» **Problem description**
Omit the images. Reproduce each line of the records exactly as it appears.

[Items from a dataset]
________________

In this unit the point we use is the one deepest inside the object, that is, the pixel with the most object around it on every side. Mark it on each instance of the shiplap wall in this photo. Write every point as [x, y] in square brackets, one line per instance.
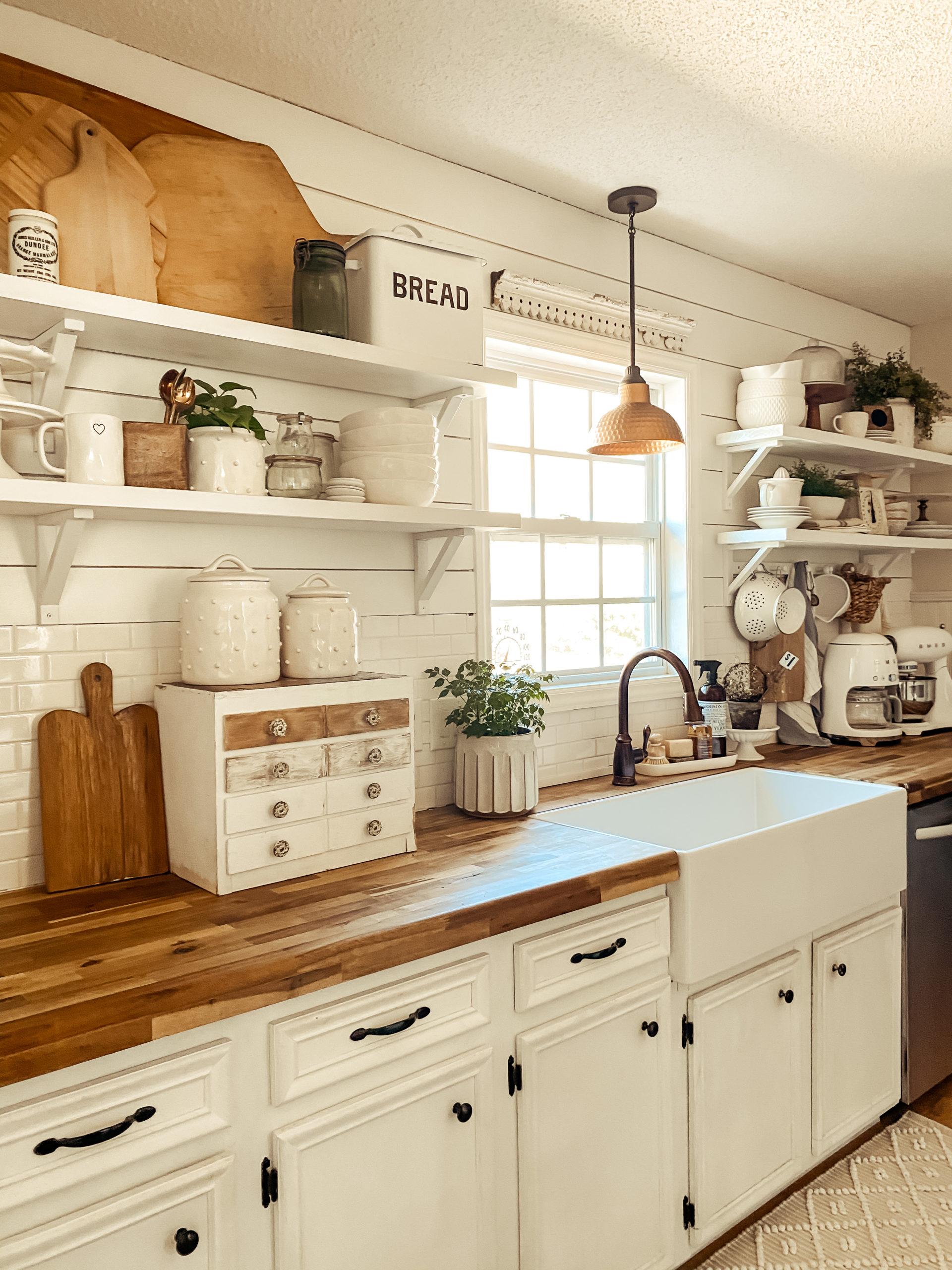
[122, 599]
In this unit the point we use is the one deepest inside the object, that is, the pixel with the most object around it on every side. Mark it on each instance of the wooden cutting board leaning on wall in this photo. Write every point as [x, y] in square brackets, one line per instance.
[101, 785]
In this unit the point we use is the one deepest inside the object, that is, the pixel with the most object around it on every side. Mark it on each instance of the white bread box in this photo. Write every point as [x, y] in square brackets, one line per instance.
[411, 294]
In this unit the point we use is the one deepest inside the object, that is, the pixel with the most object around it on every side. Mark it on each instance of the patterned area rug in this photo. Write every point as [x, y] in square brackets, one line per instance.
[887, 1207]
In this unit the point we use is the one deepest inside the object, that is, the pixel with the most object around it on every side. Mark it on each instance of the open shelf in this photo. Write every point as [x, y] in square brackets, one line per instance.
[116, 324]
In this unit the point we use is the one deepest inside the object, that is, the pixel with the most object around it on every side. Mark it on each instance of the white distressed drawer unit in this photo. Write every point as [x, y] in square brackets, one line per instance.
[284, 780]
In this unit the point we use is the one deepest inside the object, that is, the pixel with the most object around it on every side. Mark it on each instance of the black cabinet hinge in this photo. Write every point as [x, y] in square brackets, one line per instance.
[515, 1075]
[270, 1184]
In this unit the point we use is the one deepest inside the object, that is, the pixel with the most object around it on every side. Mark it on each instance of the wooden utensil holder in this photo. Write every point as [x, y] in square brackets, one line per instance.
[155, 455]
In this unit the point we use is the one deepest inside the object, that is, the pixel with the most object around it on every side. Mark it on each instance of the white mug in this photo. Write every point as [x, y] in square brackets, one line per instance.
[853, 423]
[93, 448]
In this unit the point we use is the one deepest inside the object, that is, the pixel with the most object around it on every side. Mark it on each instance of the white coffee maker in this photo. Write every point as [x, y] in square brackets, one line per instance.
[861, 690]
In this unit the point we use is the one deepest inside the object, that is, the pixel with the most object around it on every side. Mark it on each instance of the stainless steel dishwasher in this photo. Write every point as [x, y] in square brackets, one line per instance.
[927, 1005]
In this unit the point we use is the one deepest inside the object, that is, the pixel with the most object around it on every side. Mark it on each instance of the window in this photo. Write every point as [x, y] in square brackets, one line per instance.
[577, 592]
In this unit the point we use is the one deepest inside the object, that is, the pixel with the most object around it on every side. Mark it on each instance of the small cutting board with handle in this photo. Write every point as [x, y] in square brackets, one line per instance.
[101, 785]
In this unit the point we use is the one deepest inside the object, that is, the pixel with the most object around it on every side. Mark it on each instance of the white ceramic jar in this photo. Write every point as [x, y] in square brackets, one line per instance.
[225, 461]
[230, 627]
[319, 632]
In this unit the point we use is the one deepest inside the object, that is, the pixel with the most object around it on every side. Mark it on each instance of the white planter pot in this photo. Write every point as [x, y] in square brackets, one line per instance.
[497, 775]
[225, 461]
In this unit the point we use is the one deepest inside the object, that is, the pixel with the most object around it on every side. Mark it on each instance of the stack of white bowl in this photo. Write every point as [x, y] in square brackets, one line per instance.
[394, 451]
[771, 395]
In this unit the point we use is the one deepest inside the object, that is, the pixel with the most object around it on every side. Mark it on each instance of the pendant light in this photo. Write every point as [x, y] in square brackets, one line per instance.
[634, 427]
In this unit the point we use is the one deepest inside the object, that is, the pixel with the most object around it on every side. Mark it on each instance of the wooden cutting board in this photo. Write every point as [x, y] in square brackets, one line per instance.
[233, 214]
[39, 146]
[101, 785]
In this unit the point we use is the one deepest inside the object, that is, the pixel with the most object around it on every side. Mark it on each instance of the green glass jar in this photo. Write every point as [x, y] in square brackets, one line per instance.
[319, 296]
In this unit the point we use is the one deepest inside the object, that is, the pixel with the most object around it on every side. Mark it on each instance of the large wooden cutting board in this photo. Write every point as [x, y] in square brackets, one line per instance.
[101, 785]
[233, 214]
[37, 148]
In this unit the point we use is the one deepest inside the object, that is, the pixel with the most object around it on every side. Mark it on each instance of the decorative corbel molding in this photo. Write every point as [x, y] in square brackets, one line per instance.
[581, 310]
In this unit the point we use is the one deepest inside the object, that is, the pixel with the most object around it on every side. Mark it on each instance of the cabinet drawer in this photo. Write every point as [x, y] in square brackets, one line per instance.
[315, 1049]
[353, 793]
[271, 810]
[345, 720]
[153, 1108]
[385, 822]
[289, 767]
[590, 953]
[363, 756]
[275, 727]
[275, 846]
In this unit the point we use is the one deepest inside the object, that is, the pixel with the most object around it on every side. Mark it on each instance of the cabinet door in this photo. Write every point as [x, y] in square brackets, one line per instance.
[857, 1026]
[397, 1180]
[748, 1101]
[151, 1227]
[595, 1136]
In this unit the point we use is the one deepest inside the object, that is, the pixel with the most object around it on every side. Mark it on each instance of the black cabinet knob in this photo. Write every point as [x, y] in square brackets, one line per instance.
[186, 1241]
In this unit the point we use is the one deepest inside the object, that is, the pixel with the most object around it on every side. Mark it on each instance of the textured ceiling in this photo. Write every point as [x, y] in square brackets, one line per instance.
[810, 140]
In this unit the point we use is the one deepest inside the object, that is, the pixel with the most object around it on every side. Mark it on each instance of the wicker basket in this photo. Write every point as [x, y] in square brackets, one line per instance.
[865, 595]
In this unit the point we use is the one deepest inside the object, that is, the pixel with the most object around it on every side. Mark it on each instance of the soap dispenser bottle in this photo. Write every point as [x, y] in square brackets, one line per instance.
[713, 699]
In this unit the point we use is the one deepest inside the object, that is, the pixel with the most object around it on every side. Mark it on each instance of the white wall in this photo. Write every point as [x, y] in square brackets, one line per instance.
[123, 596]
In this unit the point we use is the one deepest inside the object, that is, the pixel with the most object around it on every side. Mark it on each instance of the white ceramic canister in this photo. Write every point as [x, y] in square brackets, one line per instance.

________________

» **Solution for this problem**
In this unit the point we use is the one deepest inside the object, that is, the pixel with the most object around it on every side. Mark it on each instance of the shiplap wall in this photo. Write every point as [x, y] in square brackets, one line per instance.
[122, 599]
In this unit the point we use is the one deepest inside the object, that is, the pixel with the most object around it on every side. Mark it on each instance of the wooden cutting board leaning on wall in this photo. Write every point as [x, y] in square brackets, one line per instance.
[101, 785]
In this unit the point we use is the one deepest inside the object, that is, the pixel with the most object around it on every side. Mark it on each instance of the white bread box in this photo. Write every point as [x, y] in square brackets, one line per instance.
[411, 294]
In this unit the point we use is the one deepest inside the object, that is, the pixel with the most object around it on every side. Mark it on each instance of the patterned area rug in this photo. Write every point as [x, y] in square brackets, one line per instance.
[887, 1207]
In this unit the point we use is the one deepest inside the object, that is, the pixel with the most object around it on every side. Mark it on each instance of the open shelf in this photo. Write every point as [x, y] in square brackets, one line per instance.
[116, 324]
In this unit the point we use is the one deepest inside the object, that is, the pixel with the most object around it on every side. Mark it on each instance of the white distressed drawer unit in this photo. Write every point as [x, y] in square brackets, one line per instance.
[284, 780]
In this unit the point we use is the one deepest inside the object, that is, the pixel with the most object around it on every side. Mark it on each instance of the black cabinet hinge in this photo. Write every point as [x, y] in square brackets, one line per instance.
[515, 1075]
[270, 1184]
In this unit the point we use is the one deepest inside the object, that is, the pixel with the most object around it on every side. Mark it on each instance of the wooden utensil holder in this photo. Write every point as [x, y] in square brackets, one line per instance.
[155, 455]
In this unit the point we use is the one deepest inside the object, that is, the pixel with the most object around it on every side. Mark it on each instance of the white mug in this photo. Write every point as [x, y] in square brackets, one line per instance.
[853, 423]
[93, 448]
In this unit the point we use is the one deepest inside the object, that is, the pixel with the most object around it on every side. Mark it on each instance of the white coffee maker in this photo. Write every point as [x, y] in square brackets, one line per instance.
[861, 690]
In this unit the point we use is the one deepest inside the object, that is, the pixel with the most object around it on every side. Mark it on each instance of the stainless steel dishwasher in this photo. Write every point as [x, y] in square brackets, one line per instance.
[927, 1005]
In this unit the point we use is the one deepest inside the object, that is, the pixel with the most object around it on every side. Mark it on each instance of the window in this photo. Write every point as [x, y] in square brackets, one line per instance.
[577, 592]
In this unit the point we use is the one deepest inside the object, that is, the pixel with the most object around it on every side. Mark it on each instance of the small cutting board with handle in this photo. Write every point as [x, y] in square brackets, one line per instance.
[101, 785]
In this unit the point we use is the one deepest inside the object, that is, the pixel with the most object around it on every side. Mark it on each instance of the white ceramic jar in this photo. Write every point as [x, y] in square brackets, one line per instance.
[225, 461]
[230, 627]
[319, 632]
In this unit the point we use is the one deepest inside the object, that is, the pixel with the most object around it on every side. Mark it on each instance of the white planter pot in this photo. Write every point as [x, y] in square brackets, one line per instance.
[497, 775]
[225, 461]
In this unit the point we use is the one deepest inside the object, that is, the pixel with the most object around it on every side. Mark it on each instance of the stack of white bowl in this photo. Write every point as [x, y] in square brackets, one line per instance.
[394, 451]
[771, 395]
In this unit the point we use is the one deepest inside the object, that is, the pixel with the most object around it on every side. Mark it on each instance of the pendant light in this photo. Write every point as [x, y] in square brackets, one line per instance.
[634, 427]
In this unit the point we use is the one deepest inside the object, that is, the pixel with the most object around it on every side. Mark it on each instance of the wooden cutting board in this photo. Write every point as [x, y] in square brackets, one line per instance.
[233, 214]
[39, 146]
[101, 785]
In this unit the point we use is the one deepest inside the object, that is, the pixel with the most object around it on every side. Mark it on each instance of the green glass jar in this photo. Write every point as [x, y] in square brackets, one line per instance.
[319, 296]
In this unit the point we use is the one deepest inside the object, that is, the pixel with the most object around it on every side. Mark it on each instance of the large wooden cutting board in this photo. Write every point as [x, y] in square brackets, one line per instance.
[101, 785]
[233, 214]
[37, 148]
In this unit the point we use is the one deepest inside the object, that is, the pixel with the most object around it on every side. Mark it on each instance of the decorative corbel molding in this photo. Write every point as [x, y] in square brackets, one line per instance.
[581, 310]
In this unit the point we use is the one deepest inside the object, that is, the pixel with the most object around it on every side. Mark it on each instance of the cabinet drawer in this photo. Write every point as [x, y] in square brackets, one line per instance.
[315, 1049]
[353, 793]
[271, 810]
[345, 720]
[153, 1108]
[385, 822]
[289, 767]
[590, 953]
[363, 756]
[275, 727]
[275, 846]
In this unit the point we use is the one deepest inside the object, that is, the pixel with the most object around it on every side. Mark it on each instance of the cabinet door in this photo. Write every point as [x, y] in square brackets, one line per instance.
[857, 1026]
[397, 1180]
[748, 1101]
[151, 1227]
[595, 1136]
In this unit the point we use is the one deepest inside the object, that is, the pixel with the most object around it on every side. Mark it on each instance of the black cabinet knob in this photo. Write every point as [x, y] in square brackets, one line per instance.
[186, 1241]
In this unit the point we use is the one deepest inside the object, that is, the pixel with the most object around it on every side. Mark it on each instance of the textured ceiling in this photo. Write every point as [x, y] in square brackets, one line per instance.
[810, 140]
In this unit the point we use is the one deepest inside the object, that is, the pixel with the most object around it on every side. Mark it on each instance of the wicker basket in this photo. Write every point as [x, y] in square brackets, one line per instance.
[865, 595]
In this unit the point we use is the one deepest inside the object, that is, the pixel with the most object around it on every side. Mark it on each instance of the soap dispenser bottle in this photo. Write every point as [x, y] in square brackets, one line per instance.
[713, 699]
In this unit the point we use is the one deepest inside the object, that is, the pixel with the most object around it on every side. Mark it on each instance of the white wall in this photo. Write every point as [x, y] in square brackets, one line per instance.
[123, 596]
In this unit the point we use is the one deepest inside the object, that is, the pixel with the most object around it on every side. Mark it on each instance of the white ceramic canister in this photo. Write every point as [x, y] in square brackets, one line per instance.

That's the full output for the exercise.